• _作業内容_
**1)** 下に掲載されたACL制覇の経験に関する本文から、次の一文を英語に訳してください：「どんな状況でも勝てるという自信がついていると思う。」
**2)** 下に掲載されたACL制覇の経験に関する本文について、最後の文の後に続く部分を書き足してください。

チームの粘り強さを生む、ACL制覇の経験。
そういう彼の強気を支えているのは、チームとしての粘り強さがあるからだろう。ACL広島戦後、土居も語っている。
「去年のACLで難しい試合をたくさん経験したというのは、チームにとって財産だし、今はその経験がすごく生きている。どんな状況でも勝てるという自信がついていると思う。セレッソ戦でもそうだったけど、どんなに押されていたとしても、押されているから負けているわけじゃない。そういう考えをどれだけみんなが共有できるかが大事だし、去年のACLを経験して、精神的にも肉体的にもタフになったチームだと思います。
今日も苦しい時間がありましたけど、チーム全体で乗り切ってくれた。悪い時間帯でも我慢強く守ってくれるからこそ、自分も前で仕事がしやすい。思い切って、ゴールに直結するプレーができるので、みんなに感謝したい」

• _提供資料_

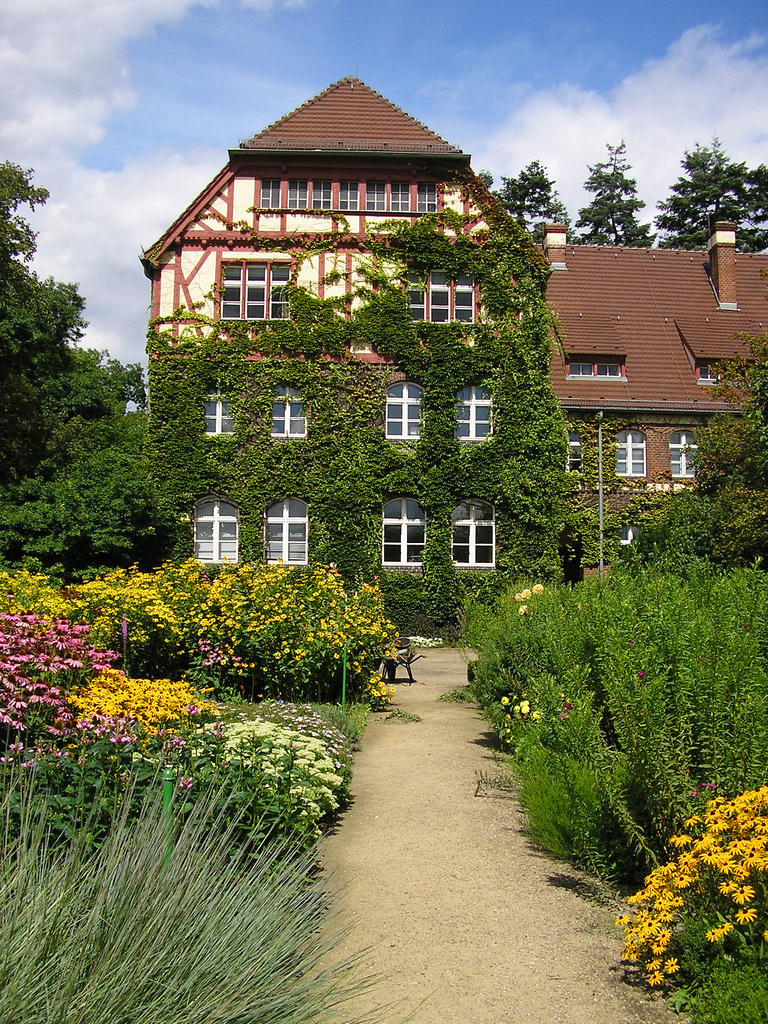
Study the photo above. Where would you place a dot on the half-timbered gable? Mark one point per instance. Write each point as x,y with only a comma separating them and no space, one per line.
348,360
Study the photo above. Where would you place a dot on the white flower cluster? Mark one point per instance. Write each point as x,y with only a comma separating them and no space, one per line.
285,753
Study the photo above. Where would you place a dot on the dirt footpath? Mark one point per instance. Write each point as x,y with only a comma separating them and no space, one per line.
467,920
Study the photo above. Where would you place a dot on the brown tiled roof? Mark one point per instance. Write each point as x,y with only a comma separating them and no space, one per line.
349,116
647,305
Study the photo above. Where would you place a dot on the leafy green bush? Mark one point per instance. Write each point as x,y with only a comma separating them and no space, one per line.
650,693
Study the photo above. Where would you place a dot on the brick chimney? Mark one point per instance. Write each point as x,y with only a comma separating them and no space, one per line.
722,246
554,245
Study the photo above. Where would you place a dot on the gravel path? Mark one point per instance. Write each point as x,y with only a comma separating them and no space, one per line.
467,920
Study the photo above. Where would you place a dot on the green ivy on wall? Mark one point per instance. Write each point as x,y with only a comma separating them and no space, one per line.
344,468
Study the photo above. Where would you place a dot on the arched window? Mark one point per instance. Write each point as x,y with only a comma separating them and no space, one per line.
215,530
403,412
574,453
682,449
289,419
403,531
473,414
218,417
630,454
628,535
474,540
286,531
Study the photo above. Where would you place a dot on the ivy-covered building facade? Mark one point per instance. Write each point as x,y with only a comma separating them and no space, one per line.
357,357
349,363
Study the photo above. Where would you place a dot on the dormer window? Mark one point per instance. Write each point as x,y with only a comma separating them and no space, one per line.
588,366
706,375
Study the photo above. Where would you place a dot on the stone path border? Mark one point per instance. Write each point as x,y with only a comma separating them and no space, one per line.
467,920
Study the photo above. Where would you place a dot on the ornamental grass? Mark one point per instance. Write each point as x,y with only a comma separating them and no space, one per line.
163,924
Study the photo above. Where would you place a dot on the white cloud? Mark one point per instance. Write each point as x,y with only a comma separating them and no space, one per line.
95,228
700,87
67,74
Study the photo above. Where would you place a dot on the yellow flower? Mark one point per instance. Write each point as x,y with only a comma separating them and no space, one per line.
747,916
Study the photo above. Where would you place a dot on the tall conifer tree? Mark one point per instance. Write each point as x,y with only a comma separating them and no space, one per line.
610,218
714,187
531,199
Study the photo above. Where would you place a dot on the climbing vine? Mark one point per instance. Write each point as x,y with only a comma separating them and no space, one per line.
344,468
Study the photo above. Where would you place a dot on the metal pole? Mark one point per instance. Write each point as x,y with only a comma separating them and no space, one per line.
167,799
344,677
600,484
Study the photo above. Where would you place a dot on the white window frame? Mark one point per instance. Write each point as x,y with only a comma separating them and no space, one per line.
399,197
628,535
376,197
426,198
473,400
322,195
583,366
628,443
399,412
349,196
270,194
255,287
682,449
478,514
218,418
282,519
289,415
219,523
706,375
440,299
298,194
407,524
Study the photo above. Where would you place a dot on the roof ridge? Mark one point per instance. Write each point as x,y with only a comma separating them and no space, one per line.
335,86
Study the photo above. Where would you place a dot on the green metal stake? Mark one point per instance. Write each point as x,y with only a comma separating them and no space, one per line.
344,677
167,799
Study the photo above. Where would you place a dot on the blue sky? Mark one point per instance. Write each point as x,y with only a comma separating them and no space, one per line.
126,110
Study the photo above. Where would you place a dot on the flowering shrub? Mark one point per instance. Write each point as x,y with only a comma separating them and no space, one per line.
39,660
378,694
155,704
717,881
274,630
311,777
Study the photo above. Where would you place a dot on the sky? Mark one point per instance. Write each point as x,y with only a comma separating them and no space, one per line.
125,109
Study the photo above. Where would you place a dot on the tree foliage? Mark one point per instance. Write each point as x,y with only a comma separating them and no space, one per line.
38,321
715,187
611,216
76,483
532,199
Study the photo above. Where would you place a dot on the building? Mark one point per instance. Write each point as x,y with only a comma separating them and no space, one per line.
350,361
639,333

• _解答一覧_
**1)** I think we have gained the confidence that we can win in any situation.

**2)**
鹿島らしい試合運びの巧さの所以は、試合状況を把握し、チーム内に生まれる意思統一の固さだ。相手のペースで試合を運び、パスを繋がれ、ボールを握られている時こそ、逆に好機があると話す土居のイメージもまた、チームの共通認識なのかもしれない。
セカンドレグに油断はない。
「『俺らいいペースだな』と思ったときこそ、油断しやすいと思う。気の緩みというか、大丈夫だろうという気持ちに偏ると思うので、そういうときにそんな相手の意表を突くというか、『そうくるか』と思わせるプレーを続けていきたい」
最後のところでゴールを守る。ボールを持つ相手のミスを誘い、ボールを奪う。そこから素早く攻守を切り替え生まれるショートカウンター。そのとき、土居が輝く。
そしてそれは、1週間後のセカンドレグでも生きるはずだ。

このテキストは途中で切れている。